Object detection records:
════
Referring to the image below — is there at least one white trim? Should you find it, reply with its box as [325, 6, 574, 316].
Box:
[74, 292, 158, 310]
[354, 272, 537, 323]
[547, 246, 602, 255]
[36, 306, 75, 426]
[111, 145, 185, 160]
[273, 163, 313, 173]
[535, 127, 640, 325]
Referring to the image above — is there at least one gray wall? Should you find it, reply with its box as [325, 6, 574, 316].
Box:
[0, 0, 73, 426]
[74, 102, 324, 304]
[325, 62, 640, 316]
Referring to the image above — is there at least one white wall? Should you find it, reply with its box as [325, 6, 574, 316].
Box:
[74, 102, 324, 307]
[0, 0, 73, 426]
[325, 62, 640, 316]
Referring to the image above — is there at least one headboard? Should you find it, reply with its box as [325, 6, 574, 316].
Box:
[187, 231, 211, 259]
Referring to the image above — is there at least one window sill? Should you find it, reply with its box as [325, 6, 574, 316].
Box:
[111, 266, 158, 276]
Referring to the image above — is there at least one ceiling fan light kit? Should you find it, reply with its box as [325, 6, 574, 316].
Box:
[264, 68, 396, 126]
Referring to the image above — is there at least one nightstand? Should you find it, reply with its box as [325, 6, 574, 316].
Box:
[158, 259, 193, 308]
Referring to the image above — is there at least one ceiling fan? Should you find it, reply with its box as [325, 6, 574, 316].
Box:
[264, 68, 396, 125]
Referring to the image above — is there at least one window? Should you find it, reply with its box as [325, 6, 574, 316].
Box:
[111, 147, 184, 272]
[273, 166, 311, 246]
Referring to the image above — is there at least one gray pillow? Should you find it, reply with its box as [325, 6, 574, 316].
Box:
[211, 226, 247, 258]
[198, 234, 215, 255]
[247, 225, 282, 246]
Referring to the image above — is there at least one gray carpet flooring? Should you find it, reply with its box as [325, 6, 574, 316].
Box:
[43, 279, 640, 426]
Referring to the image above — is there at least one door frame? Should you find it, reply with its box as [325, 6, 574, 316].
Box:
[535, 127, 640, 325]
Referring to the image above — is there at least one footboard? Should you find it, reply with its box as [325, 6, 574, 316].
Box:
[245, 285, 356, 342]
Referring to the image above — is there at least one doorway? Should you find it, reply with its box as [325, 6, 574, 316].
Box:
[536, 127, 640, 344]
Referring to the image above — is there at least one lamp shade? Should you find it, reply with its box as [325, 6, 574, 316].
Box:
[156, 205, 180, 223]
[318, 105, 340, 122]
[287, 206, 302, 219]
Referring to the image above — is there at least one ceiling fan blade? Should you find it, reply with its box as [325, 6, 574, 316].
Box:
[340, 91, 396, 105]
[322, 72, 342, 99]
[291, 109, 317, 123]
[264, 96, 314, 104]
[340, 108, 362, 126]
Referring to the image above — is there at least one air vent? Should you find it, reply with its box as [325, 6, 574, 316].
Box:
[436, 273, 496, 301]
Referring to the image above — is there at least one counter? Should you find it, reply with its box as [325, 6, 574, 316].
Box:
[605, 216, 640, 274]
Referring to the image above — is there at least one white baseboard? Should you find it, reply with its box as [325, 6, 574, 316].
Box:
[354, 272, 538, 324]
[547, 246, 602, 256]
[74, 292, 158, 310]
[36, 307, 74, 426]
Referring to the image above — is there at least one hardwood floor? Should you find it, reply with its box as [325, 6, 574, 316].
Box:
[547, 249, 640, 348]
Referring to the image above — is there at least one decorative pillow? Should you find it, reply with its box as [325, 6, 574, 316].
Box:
════
## Exercise description
Please extract every line of the records above, verbatim.

## Output of the exercise
Referring to the image below — is there at least one white trim? Should you find it, reply with its box as [325, 6, 574, 316].
Box:
[74, 292, 158, 310]
[354, 272, 537, 323]
[547, 246, 602, 255]
[36, 306, 75, 426]
[111, 145, 185, 160]
[273, 163, 313, 173]
[535, 127, 640, 325]
Referring to the image above — is there at least one gray wall? Should you find it, reply with its box as [325, 6, 574, 316].
Box:
[0, 0, 73, 426]
[74, 102, 324, 304]
[325, 62, 640, 316]
Referring to the image above — is there at least one white wall? Should you find it, reply with its box as [325, 6, 574, 316].
Box:
[74, 102, 324, 307]
[0, 0, 73, 426]
[325, 62, 640, 316]
Referring to the image above — is there at least one headboard? Should you find it, reply with its box as [325, 6, 574, 316].
Box:
[187, 231, 211, 259]
Referring to the image above — is there at least one window sill? Should you find it, reply with its box as [325, 6, 574, 316].
Box:
[111, 266, 158, 276]
Referring to the image above — is there at least one ceiling fan light kit? Should you find it, reply with its box as [325, 6, 574, 316].
Box:
[264, 68, 396, 126]
Referring to the image above — is there at least one nightstand? Should you find it, reply with its box as [325, 6, 574, 316].
Box:
[158, 259, 193, 308]
Referring to the image above — is there at least one ceiling fan? Should you find it, reply with its box as [325, 6, 574, 316].
Box:
[264, 68, 396, 125]
Referring to the image above — is there at least one window? Should you find it, reply with its box as [325, 6, 574, 316].
Box:
[111, 147, 184, 272]
[273, 166, 311, 246]
Referring to the image above — is there at least one gray pillow? Should you find it, reply with its box as [325, 6, 574, 316].
Box:
[211, 226, 247, 258]
[198, 234, 215, 255]
[247, 225, 282, 246]
Referring to the image above — is there at least one gray carpet flooring? Should you find it, reply with its box as [325, 6, 574, 316].
Box:
[43, 279, 640, 426]
Referring to the image above — is there at least one door frame? Should you find it, reply with its box as [325, 6, 574, 316].
Box:
[535, 127, 640, 325]
Referring to the image above — is there at least one footboard? Should you find it, reply with its box as [325, 6, 574, 316].
Box:
[245, 285, 356, 342]
Referring to the image above — is there at least one doorway? Should you find it, reply with its box as [325, 6, 574, 316].
Box:
[536, 127, 640, 344]
Referring to the image above — is there at least one lamp shade? Should you find it, reply with its box as [325, 6, 574, 316].
Box:
[156, 205, 180, 223]
[318, 105, 340, 122]
[287, 206, 302, 219]
Referring to the image above — is there at least one ceiling fan blade? Should you find it, reply with its box as [325, 6, 574, 316].
Box:
[340, 91, 396, 105]
[322, 72, 342, 99]
[291, 109, 317, 123]
[264, 96, 314, 104]
[340, 108, 362, 126]
Referring to the image above — is there at least one air vent? Should you find it, reply with its box as [325, 6, 574, 316].
Box:
[436, 273, 496, 301]
Referring to the image above — is there at least one counter? Should you find it, reply with its box as [325, 6, 574, 316].
Box:
[605, 216, 640, 274]
Referring to the image above — is there at least one white baseboard? Should you find it, reply with its box as [325, 6, 574, 316].
Box:
[354, 272, 538, 324]
[547, 246, 602, 256]
[74, 292, 158, 310]
[36, 307, 74, 426]
Referring to the image above — is there at least one hardwood floor? Should you find it, reply with its box as [325, 6, 574, 316].
Box:
[547, 249, 640, 348]
Referring to the image above — is there at least one decorative pillow? Should you find it, reply with its box as [325, 6, 574, 316].
Box:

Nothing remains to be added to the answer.